◆ **Task brief**
Reproduce the material word for word; the images stay out.
━━━ Material to process ━━━
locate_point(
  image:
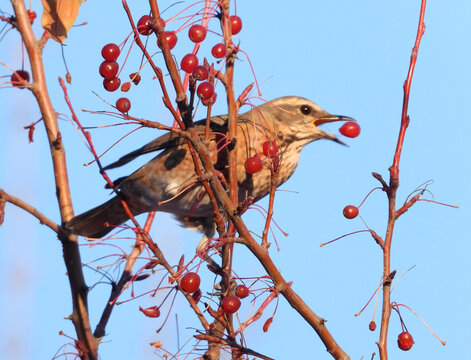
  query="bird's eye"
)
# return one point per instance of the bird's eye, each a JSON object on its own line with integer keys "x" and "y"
{"x": 306, "y": 109}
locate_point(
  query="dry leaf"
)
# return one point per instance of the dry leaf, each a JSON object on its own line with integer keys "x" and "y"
{"x": 59, "y": 16}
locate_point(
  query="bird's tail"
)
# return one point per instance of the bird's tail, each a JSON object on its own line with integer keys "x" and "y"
{"x": 99, "y": 221}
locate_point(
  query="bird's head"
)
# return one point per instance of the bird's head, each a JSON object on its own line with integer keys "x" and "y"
{"x": 296, "y": 119}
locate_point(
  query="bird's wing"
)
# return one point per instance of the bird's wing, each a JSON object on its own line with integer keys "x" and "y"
{"x": 163, "y": 142}
{"x": 167, "y": 141}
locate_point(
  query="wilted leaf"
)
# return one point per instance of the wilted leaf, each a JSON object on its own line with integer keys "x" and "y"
{"x": 59, "y": 16}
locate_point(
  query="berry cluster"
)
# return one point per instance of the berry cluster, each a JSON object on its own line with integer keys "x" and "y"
{"x": 191, "y": 281}
{"x": 109, "y": 67}
{"x": 254, "y": 164}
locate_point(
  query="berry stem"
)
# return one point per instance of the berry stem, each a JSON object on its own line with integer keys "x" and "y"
{"x": 391, "y": 191}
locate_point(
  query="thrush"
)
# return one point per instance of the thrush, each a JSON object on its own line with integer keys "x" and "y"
{"x": 169, "y": 183}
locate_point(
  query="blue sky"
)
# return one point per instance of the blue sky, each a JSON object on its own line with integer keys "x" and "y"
{"x": 349, "y": 57}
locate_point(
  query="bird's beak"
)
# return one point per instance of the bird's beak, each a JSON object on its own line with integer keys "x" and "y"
{"x": 331, "y": 118}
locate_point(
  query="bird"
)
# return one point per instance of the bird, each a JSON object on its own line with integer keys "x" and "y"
{"x": 168, "y": 182}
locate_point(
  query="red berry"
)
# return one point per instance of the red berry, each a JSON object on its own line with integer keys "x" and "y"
{"x": 200, "y": 73}
{"x": 144, "y": 25}
{"x": 190, "y": 282}
{"x": 405, "y": 341}
{"x": 110, "y": 52}
{"x": 189, "y": 62}
{"x": 205, "y": 90}
{"x": 242, "y": 291}
{"x": 270, "y": 149}
{"x": 267, "y": 324}
{"x": 32, "y": 15}
{"x": 20, "y": 78}
{"x": 108, "y": 69}
{"x": 350, "y": 212}
{"x": 171, "y": 37}
{"x": 197, "y": 33}
{"x": 212, "y": 100}
{"x": 152, "y": 311}
{"x": 253, "y": 164}
{"x": 372, "y": 325}
{"x": 219, "y": 50}
{"x": 161, "y": 23}
{"x": 230, "y": 304}
{"x": 236, "y": 24}
{"x": 197, "y": 295}
{"x": 135, "y": 78}
{"x": 350, "y": 129}
{"x": 112, "y": 84}
{"x": 123, "y": 105}
{"x": 126, "y": 86}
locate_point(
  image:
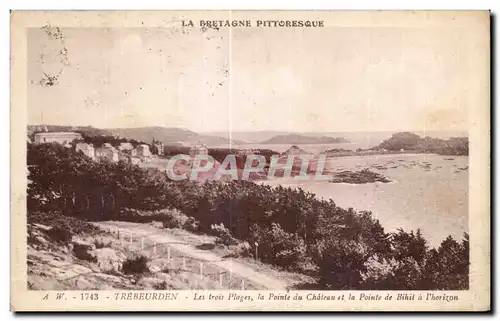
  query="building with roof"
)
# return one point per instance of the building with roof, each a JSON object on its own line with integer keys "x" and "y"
{"x": 87, "y": 149}
{"x": 199, "y": 149}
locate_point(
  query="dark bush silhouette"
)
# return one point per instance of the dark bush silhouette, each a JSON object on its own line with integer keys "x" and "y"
{"x": 349, "y": 249}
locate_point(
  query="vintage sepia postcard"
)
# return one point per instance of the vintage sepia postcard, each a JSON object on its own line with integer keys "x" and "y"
{"x": 250, "y": 161}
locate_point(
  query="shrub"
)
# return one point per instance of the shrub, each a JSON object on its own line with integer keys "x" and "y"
{"x": 223, "y": 234}
{"x": 192, "y": 224}
{"x": 276, "y": 246}
{"x": 136, "y": 265}
{"x": 60, "y": 234}
{"x": 340, "y": 262}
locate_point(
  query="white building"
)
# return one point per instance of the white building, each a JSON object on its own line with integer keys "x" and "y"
{"x": 198, "y": 150}
{"x": 62, "y": 138}
{"x": 87, "y": 149}
{"x": 125, "y": 146}
{"x": 142, "y": 151}
{"x": 107, "y": 152}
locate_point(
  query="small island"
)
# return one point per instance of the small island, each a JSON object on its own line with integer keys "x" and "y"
{"x": 358, "y": 177}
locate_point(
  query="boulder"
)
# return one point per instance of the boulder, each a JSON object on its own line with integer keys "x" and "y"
{"x": 41, "y": 240}
{"x": 108, "y": 260}
{"x": 83, "y": 250}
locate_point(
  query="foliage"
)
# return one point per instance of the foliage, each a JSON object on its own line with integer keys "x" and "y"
{"x": 350, "y": 249}
{"x": 136, "y": 265}
{"x": 223, "y": 234}
{"x": 274, "y": 245}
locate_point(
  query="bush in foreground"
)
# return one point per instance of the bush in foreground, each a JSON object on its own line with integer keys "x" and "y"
{"x": 136, "y": 265}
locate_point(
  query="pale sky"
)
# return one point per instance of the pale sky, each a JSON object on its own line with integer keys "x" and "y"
{"x": 321, "y": 79}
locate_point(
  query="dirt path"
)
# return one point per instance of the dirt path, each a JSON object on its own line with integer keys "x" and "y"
{"x": 162, "y": 237}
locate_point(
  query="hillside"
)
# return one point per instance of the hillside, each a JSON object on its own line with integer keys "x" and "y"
{"x": 86, "y": 130}
{"x": 300, "y": 139}
{"x": 411, "y": 142}
{"x": 168, "y": 135}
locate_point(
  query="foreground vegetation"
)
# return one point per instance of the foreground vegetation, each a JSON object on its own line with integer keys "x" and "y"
{"x": 289, "y": 228}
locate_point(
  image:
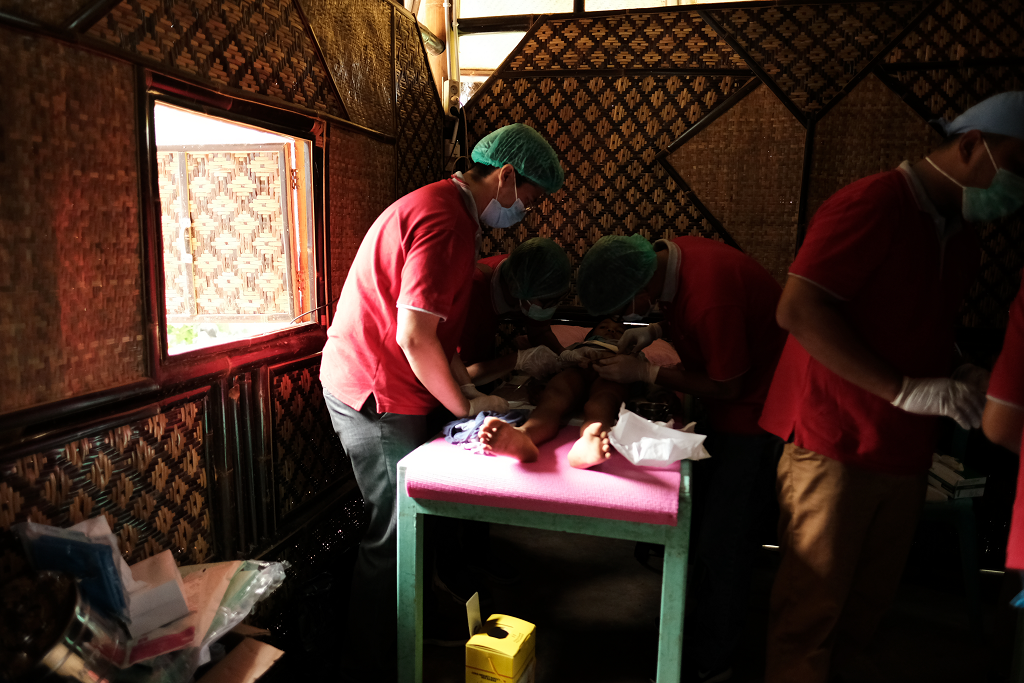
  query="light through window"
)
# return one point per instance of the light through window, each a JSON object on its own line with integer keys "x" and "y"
{"x": 236, "y": 219}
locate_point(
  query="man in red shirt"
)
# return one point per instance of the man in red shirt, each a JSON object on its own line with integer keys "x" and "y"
{"x": 387, "y": 360}
{"x": 526, "y": 286}
{"x": 870, "y": 305}
{"x": 719, "y": 313}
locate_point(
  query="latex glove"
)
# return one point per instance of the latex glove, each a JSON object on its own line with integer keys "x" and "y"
{"x": 494, "y": 403}
{"x": 627, "y": 369}
{"x": 973, "y": 376}
{"x": 572, "y": 357}
{"x": 636, "y": 339}
{"x": 470, "y": 391}
{"x": 940, "y": 395}
{"x": 539, "y": 361}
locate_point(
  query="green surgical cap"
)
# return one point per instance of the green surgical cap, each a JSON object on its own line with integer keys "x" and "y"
{"x": 613, "y": 271}
{"x": 537, "y": 269}
{"x": 529, "y": 155}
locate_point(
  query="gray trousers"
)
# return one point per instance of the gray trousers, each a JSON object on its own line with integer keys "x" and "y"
{"x": 375, "y": 442}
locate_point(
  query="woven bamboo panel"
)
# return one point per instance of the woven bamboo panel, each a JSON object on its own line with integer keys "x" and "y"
{"x": 355, "y": 36}
{"x": 679, "y": 40}
{"x": 870, "y": 131}
{"x": 179, "y": 288}
{"x": 421, "y": 123}
{"x": 258, "y": 46}
{"x": 148, "y": 478}
{"x": 813, "y": 51}
{"x": 50, "y": 12}
{"x": 606, "y": 132}
{"x": 747, "y": 167}
{"x": 952, "y": 31}
{"x": 361, "y": 185}
{"x": 944, "y": 93}
{"x": 240, "y": 223}
{"x": 307, "y": 453}
{"x": 71, "y": 298}
{"x": 988, "y": 301}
━━━
◆ **Exercise output**
locate_point(
  image:
  query="bird's eye"
)
# return one point per instance of the bird's eye, each a JSON object on its own line with integer keys "x" and "y"
{"x": 306, "y": 109}
locate_point(
  query="dry leaf"
)
# return one point per instance of the dry leaf, each a JSON object on its own line with integer keys "x" and "y"
{"x": 59, "y": 16}
locate_point(
  query="bird's tail"
)
# return one point per instance of the bird's tail, each a JSON object on its own line with integer keys "x" and "y"
{"x": 99, "y": 221}
locate_point(
  query="bird's head"
)
# return one point per instance of the bird's head, each a JSON object on its own line with integer keys "x" and "y"
{"x": 296, "y": 119}
locate_point(
  query="bird's wing"
)
# return one point per instance of the bird's wing, each a JSON object on its own line with integer keys "x" and "y"
{"x": 163, "y": 142}
{"x": 167, "y": 141}
locate_point(
  query="wilted leaf"
)
# return one point per instance of the wilted leaf, each a JSON object on its own line with integer keys "x" and "y"
{"x": 59, "y": 16}
locate_point(
  query="berry cluster"
)
# return one point per instance of the berry cluster, each a JSON object on its own line with integer keys "x" and "y"
{"x": 191, "y": 281}
{"x": 109, "y": 67}
{"x": 254, "y": 164}
locate_point(
  query="berry stem"
)
# return one point per instance of the berry stem, each a JSON object on its own line with integer keys "x" and "y"
{"x": 391, "y": 191}
locate_point(
  query="thrush"
)
# return one point per instance of the thrush, each a JSON object on its own line with integer keys "x" and "y"
{"x": 169, "y": 183}
locate_point(
  query="blue sky"
)
# return one point per instance of the blue sky, each a JSON object on its own line with integer keys "x" and "y"
{"x": 349, "y": 57}
locate_point(
  query="bird's beak"
)
# return one point per instance of the bird's beak, each a JSON object on its own line with integer keys "x" and "y"
{"x": 331, "y": 118}
locate_point(
  query="bird"
)
# return one point per instance of the bird, each a JSON object on its own line with integer keys "x" and "y"
{"x": 168, "y": 182}
locate_point(
  query="red berry"
)
# return one point per instance of the red berry, each a JSON object on its own line with integer keys "x" and "y"
{"x": 200, "y": 73}
{"x": 144, "y": 25}
{"x": 190, "y": 282}
{"x": 405, "y": 341}
{"x": 110, "y": 52}
{"x": 189, "y": 62}
{"x": 205, "y": 90}
{"x": 242, "y": 291}
{"x": 270, "y": 149}
{"x": 267, "y": 324}
{"x": 32, "y": 15}
{"x": 20, "y": 78}
{"x": 108, "y": 69}
{"x": 350, "y": 212}
{"x": 171, "y": 37}
{"x": 197, "y": 33}
{"x": 212, "y": 100}
{"x": 152, "y": 311}
{"x": 253, "y": 164}
{"x": 372, "y": 325}
{"x": 219, "y": 50}
{"x": 161, "y": 23}
{"x": 230, "y": 304}
{"x": 236, "y": 24}
{"x": 197, "y": 295}
{"x": 135, "y": 78}
{"x": 350, "y": 129}
{"x": 112, "y": 84}
{"x": 123, "y": 105}
{"x": 126, "y": 86}
locate_point(
  image:
  query="building with roof"
)
# return one point per instance of the building with roof, each a JSON object on its own line with integer keys "x" and "y"
{"x": 87, "y": 149}
{"x": 199, "y": 149}
locate_point(
  query="dark bush silhouette"
)
# return one point per instance of the dark bush silhouette, each a JSON object on its own line with integer keys "x" and "y"
{"x": 349, "y": 249}
locate_point(
  query="vintage sepia postcard"
)
# return one point per instance of the vintage sepia postcard, each a JSON object on its own line with integer keys "x" and "y"
{"x": 250, "y": 161}
locate_point(
  query="shrub"
)
# return one point per instance of the shrub, each a JSON object on its own line with integer keys "x" and "y"
{"x": 223, "y": 234}
{"x": 192, "y": 224}
{"x": 276, "y": 246}
{"x": 136, "y": 265}
{"x": 60, "y": 234}
{"x": 340, "y": 262}
locate_point(
  query="white building"
)
# return one point per instance of the white building, each a JSON object on its own line with integer keys "x" and "y"
{"x": 198, "y": 150}
{"x": 62, "y": 138}
{"x": 87, "y": 149}
{"x": 125, "y": 146}
{"x": 142, "y": 151}
{"x": 107, "y": 152}
locate_point(
  query="small island"
)
# return one point per instance of the small island, each a JSON object on its own line with integer keys "x" and "y"
{"x": 358, "y": 177}
locate_point(
  query="boulder"
)
# return one point per instance of the boulder, each a JSON object on its own line with integer keys "x" and "y"
{"x": 41, "y": 240}
{"x": 108, "y": 260}
{"x": 83, "y": 250}
locate_point(
  query="foliage"
)
# return one point per instance of the foliage, each a JSON object on its own line with integer keys "x" and "y"
{"x": 350, "y": 249}
{"x": 136, "y": 265}
{"x": 223, "y": 234}
{"x": 274, "y": 245}
locate_point(
  query="bush in foreground"
)
# return one point per instance of the bush in foreground, each a JSON object on its own line with integer keys "x" and "y"
{"x": 136, "y": 265}
locate_point(
  query="pale sky"
)
# return one point per instance of the pale sky, each a JSON object on its own line with integer keys "x" and "y"
{"x": 321, "y": 79}
locate_point(
  query="dirt path"
)
# return one point per instance of the dirt path, each a JSON object on its own line with integer keys "x" and "y"
{"x": 162, "y": 237}
locate_point(
  query="hillside"
)
# return one point per instance of the hillside, each a JSON object on its own line with integer keys "x" and "y"
{"x": 86, "y": 130}
{"x": 300, "y": 139}
{"x": 411, "y": 142}
{"x": 168, "y": 135}
locate_point(
  query="foreground vegetation"
)
# return one point per instance of the foreground vegetation, each a JSON object on its own line with integer keys "x" and "y"
{"x": 289, "y": 228}
locate_point(
  image:
  query="light through window"
)
# return one point per instance of the light through window, each a JSON object on its own line with integer keys "x" and "y"
{"x": 236, "y": 219}
locate_point(
  query="man in red shirt"
)
# return one point per instance of the man in red shirt, each a JSON object on its own line with integer keys "x" and "y"
{"x": 387, "y": 360}
{"x": 526, "y": 286}
{"x": 870, "y": 305}
{"x": 719, "y": 313}
locate_point(
  query="latex glove"
)
# return one point per instance of the latex glove, each a JSON object on its own line with integer keys "x" and "y"
{"x": 494, "y": 403}
{"x": 627, "y": 369}
{"x": 973, "y": 376}
{"x": 572, "y": 357}
{"x": 636, "y": 339}
{"x": 470, "y": 391}
{"x": 940, "y": 395}
{"x": 539, "y": 361}
locate_point(
  query="green surgical cap"
)
# return one point per instance of the green surgical cap, each a JSON object on its own line with integer keys "x" and "y"
{"x": 613, "y": 271}
{"x": 537, "y": 269}
{"x": 529, "y": 155}
locate_point(
  query="gray trousers"
)
# return one point per instance of the gray trousers, each a JSON object on its own line with integer keys "x" and "y"
{"x": 375, "y": 442}
locate_point(
  query="woven bamboo panel"
)
# return one point per instance of the woven bamboo panel, each a JSON object on its own line with integer keys "x" and "y"
{"x": 355, "y": 36}
{"x": 679, "y": 40}
{"x": 870, "y": 131}
{"x": 179, "y": 288}
{"x": 421, "y": 123}
{"x": 258, "y": 46}
{"x": 148, "y": 478}
{"x": 813, "y": 51}
{"x": 50, "y": 12}
{"x": 606, "y": 132}
{"x": 747, "y": 167}
{"x": 952, "y": 31}
{"x": 361, "y": 185}
{"x": 944, "y": 93}
{"x": 240, "y": 223}
{"x": 307, "y": 453}
{"x": 71, "y": 298}
{"x": 988, "y": 301}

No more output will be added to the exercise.